(Point-per-instance localization data)

**********

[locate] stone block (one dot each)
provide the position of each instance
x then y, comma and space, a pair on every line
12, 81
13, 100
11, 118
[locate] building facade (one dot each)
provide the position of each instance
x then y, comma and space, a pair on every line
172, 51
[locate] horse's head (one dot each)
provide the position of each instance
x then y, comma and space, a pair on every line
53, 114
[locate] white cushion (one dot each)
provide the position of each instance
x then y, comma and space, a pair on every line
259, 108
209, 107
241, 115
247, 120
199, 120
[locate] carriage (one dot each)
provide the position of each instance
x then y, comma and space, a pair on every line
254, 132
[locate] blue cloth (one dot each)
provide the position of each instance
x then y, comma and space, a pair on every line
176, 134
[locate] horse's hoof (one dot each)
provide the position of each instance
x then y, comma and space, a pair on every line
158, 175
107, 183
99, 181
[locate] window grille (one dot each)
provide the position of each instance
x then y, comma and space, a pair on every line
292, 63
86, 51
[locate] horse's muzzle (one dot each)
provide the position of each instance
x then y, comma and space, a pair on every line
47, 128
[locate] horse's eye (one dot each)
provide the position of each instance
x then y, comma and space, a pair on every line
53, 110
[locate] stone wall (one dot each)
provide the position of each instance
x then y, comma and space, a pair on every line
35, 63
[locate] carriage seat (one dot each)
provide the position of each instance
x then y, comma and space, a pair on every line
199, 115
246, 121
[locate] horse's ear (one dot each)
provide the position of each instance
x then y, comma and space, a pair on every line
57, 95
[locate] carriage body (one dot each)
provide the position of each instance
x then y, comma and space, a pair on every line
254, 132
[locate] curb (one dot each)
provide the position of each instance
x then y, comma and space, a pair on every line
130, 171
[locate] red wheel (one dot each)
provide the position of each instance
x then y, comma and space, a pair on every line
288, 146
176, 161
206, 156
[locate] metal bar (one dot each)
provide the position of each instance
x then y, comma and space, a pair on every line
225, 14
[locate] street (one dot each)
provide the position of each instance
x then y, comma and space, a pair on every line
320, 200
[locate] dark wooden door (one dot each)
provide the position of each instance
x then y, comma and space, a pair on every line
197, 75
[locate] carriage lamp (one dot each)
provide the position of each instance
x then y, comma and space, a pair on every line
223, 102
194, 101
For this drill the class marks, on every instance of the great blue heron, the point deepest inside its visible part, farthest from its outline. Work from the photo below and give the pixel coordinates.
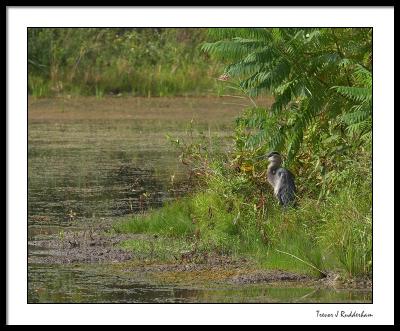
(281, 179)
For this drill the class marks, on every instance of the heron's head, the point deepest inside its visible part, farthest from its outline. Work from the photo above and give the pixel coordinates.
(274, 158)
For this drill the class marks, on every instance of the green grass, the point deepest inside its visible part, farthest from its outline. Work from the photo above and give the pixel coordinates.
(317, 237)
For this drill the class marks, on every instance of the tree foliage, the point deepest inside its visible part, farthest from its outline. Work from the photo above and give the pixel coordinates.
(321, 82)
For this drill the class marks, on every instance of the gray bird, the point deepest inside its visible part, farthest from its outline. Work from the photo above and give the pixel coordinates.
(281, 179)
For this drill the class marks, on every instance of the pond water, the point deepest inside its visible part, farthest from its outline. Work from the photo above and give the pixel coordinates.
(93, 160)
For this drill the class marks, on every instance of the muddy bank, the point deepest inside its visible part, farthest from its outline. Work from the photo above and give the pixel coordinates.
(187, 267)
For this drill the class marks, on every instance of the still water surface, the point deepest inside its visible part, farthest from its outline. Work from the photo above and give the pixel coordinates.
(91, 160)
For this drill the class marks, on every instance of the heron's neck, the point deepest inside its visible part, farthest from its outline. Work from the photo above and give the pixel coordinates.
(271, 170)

**********

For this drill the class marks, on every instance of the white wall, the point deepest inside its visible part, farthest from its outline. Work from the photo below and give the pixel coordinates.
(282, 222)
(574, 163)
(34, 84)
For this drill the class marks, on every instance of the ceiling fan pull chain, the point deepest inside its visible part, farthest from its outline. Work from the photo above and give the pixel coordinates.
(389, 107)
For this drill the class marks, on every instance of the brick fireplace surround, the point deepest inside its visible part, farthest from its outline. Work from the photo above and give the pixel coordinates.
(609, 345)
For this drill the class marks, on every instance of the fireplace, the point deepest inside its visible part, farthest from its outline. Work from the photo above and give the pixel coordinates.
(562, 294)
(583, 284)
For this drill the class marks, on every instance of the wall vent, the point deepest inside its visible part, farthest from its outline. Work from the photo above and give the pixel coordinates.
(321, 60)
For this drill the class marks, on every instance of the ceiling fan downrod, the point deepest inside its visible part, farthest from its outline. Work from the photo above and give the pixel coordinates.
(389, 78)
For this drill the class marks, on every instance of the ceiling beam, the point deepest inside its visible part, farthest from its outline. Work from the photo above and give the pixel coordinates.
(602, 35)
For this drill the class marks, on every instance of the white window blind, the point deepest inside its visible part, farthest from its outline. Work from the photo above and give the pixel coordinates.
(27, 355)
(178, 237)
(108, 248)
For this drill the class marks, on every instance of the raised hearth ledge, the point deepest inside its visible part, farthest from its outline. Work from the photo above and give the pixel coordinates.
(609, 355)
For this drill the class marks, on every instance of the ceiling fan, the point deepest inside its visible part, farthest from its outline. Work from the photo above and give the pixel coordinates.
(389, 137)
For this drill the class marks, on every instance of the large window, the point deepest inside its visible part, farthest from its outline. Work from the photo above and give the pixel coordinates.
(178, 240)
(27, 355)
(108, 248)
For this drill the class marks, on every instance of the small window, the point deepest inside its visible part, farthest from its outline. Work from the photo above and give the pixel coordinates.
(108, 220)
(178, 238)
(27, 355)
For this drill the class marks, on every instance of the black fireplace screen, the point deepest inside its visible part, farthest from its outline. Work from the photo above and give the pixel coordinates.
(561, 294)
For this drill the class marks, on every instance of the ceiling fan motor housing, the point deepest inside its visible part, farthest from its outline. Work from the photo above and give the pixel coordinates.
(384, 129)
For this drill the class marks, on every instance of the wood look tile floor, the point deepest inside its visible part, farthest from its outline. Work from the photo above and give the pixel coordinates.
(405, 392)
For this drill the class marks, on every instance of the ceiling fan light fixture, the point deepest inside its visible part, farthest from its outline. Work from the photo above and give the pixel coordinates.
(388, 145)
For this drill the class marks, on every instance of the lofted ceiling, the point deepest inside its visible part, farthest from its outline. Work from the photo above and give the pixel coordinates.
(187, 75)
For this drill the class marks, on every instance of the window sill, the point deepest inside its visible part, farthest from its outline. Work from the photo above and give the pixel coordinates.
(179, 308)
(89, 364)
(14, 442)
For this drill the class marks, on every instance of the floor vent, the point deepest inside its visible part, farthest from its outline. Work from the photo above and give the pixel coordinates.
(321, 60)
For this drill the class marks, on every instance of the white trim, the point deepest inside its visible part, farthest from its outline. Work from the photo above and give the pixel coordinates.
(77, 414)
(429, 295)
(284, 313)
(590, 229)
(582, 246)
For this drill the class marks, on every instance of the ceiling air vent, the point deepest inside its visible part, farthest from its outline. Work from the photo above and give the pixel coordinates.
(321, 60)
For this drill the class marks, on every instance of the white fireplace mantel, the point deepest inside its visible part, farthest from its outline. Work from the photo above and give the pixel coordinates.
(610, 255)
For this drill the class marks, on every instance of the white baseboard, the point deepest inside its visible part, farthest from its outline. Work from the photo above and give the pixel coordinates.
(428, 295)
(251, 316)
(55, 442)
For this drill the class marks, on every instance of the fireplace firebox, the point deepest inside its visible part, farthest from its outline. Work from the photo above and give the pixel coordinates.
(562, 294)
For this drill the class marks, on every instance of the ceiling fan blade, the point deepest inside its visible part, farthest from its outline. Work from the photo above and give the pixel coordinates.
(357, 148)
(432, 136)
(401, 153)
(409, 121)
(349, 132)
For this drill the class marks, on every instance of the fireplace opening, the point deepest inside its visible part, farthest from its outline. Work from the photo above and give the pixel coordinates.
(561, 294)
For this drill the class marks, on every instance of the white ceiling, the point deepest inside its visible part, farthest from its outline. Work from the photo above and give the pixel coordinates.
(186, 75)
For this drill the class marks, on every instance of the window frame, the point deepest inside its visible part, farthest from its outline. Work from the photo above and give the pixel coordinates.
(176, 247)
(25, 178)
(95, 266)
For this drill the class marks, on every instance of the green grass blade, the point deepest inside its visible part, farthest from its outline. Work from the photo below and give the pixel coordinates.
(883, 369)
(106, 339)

**********

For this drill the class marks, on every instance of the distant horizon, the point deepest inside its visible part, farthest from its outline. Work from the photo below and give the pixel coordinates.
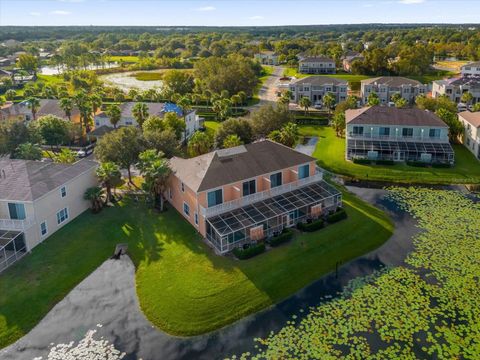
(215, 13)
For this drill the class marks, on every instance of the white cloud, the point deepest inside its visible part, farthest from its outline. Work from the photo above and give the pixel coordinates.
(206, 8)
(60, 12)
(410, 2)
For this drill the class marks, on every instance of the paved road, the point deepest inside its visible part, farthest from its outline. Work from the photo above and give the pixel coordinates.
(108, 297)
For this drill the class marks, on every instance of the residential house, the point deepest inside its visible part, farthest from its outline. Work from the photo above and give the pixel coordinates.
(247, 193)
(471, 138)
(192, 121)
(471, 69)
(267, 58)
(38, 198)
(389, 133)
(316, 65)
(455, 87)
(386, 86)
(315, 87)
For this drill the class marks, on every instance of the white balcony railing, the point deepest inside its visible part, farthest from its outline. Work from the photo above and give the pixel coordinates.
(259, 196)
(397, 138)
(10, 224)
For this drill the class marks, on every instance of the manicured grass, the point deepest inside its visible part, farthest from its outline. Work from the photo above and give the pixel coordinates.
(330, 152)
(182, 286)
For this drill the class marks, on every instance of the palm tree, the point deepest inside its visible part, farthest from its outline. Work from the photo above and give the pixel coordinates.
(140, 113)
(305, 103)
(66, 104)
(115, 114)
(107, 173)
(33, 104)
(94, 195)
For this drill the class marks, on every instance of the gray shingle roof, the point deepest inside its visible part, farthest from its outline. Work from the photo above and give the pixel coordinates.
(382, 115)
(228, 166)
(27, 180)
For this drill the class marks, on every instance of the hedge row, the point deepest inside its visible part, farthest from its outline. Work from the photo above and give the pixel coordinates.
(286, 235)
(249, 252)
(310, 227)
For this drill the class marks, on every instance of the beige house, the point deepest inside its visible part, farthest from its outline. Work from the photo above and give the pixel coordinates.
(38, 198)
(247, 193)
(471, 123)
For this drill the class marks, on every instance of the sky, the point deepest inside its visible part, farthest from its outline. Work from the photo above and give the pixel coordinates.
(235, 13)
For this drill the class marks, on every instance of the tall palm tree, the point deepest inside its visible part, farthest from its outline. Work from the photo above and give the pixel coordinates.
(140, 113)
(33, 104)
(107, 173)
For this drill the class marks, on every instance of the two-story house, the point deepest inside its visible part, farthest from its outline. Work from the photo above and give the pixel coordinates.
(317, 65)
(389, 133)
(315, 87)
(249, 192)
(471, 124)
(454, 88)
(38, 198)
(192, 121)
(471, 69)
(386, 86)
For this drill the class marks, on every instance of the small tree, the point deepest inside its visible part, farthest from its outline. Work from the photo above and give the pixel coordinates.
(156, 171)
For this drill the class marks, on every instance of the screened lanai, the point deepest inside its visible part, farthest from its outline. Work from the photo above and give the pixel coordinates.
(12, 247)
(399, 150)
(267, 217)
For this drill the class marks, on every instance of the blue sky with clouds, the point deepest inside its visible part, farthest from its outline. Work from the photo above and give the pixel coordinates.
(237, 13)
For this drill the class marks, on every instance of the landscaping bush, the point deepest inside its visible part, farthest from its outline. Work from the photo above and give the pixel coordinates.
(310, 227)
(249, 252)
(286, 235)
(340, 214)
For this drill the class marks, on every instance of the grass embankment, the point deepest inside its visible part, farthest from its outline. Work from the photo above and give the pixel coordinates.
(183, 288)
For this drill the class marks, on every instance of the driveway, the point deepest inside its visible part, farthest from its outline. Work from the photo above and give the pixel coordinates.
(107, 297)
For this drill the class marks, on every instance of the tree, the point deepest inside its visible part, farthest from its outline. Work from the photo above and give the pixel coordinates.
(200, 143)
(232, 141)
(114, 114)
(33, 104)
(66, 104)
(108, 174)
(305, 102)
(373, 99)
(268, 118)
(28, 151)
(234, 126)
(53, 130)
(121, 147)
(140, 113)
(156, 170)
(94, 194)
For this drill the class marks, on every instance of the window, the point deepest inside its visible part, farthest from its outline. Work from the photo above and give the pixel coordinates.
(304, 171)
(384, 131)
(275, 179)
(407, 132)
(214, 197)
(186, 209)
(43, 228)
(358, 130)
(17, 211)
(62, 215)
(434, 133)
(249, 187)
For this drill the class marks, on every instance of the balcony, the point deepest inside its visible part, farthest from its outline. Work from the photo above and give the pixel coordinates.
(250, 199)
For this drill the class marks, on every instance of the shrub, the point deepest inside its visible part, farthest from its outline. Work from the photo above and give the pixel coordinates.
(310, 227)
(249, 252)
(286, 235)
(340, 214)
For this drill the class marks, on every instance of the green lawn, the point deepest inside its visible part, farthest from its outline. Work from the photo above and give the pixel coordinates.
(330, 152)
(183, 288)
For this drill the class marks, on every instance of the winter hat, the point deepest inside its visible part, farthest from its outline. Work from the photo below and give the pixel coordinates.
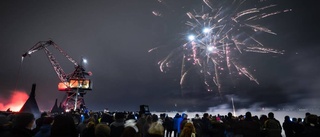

**********

What to work on -
Reproduce only the lines above spanning from the line containing "the driveway, the" through the line containing "of the winter", word for word.

Answer to the problem -
For this drill the class marks, on every instance of the driveway, the point deepest inside its visible part, farthest from its outline. Work from the photo above and give the pixel coordinates.
(107, 297)
For this drill the class marks, on every instance of the tree, the point deepest inside its visible part, farthest from its outline. Work from the photo above and give the pixel coordinates.
(200, 143)
(232, 141)
(114, 114)
(33, 104)
(66, 104)
(108, 174)
(305, 102)
(373, 99)
(268, 118)
(28, 151)
(234, 126)
(53, 130)
(121, 147)
(140, 113)
(156, 170)
(94, 194)
For this drill the class marks, on every instance of the window, the point deepest inside its visible part, farthest from its outline. Work from the photo above and give the pixel coordinates.
(304, 171)
(384, 131)
(275, 179)
(407, 132)
(214, 197)
(186, 209)
(43, 228)
(358, 130)
(17, 211)
(62, 215)
(434, 133)
(249, 187)
For this drill the class marks, on every instance of the balcony, the point deepest inside its visible part, farthest from its outline. Work from the photo above and give the pixel coordinates.
(250, 199)
For this drill the class marks, on every instance of the shrub, the point deepest inside its visible part, farthest from its outline. Work from the photo above and give the pixel coordinates.
(310, 227)
(249, 252)
(286, 235)
(340, 214)
For this drill the class marks, on every instance of the green lawn, the point deepest inside its visible part, farthest from its outline. Work from the photo above and give the pixel coordinates.
(330, 152)
(183, 288)
For this drill the class marks, on every instance of the winter hat, the point deepest inside its visible part, farthest from its outline. Work from the photo below and give the pixel coordinates.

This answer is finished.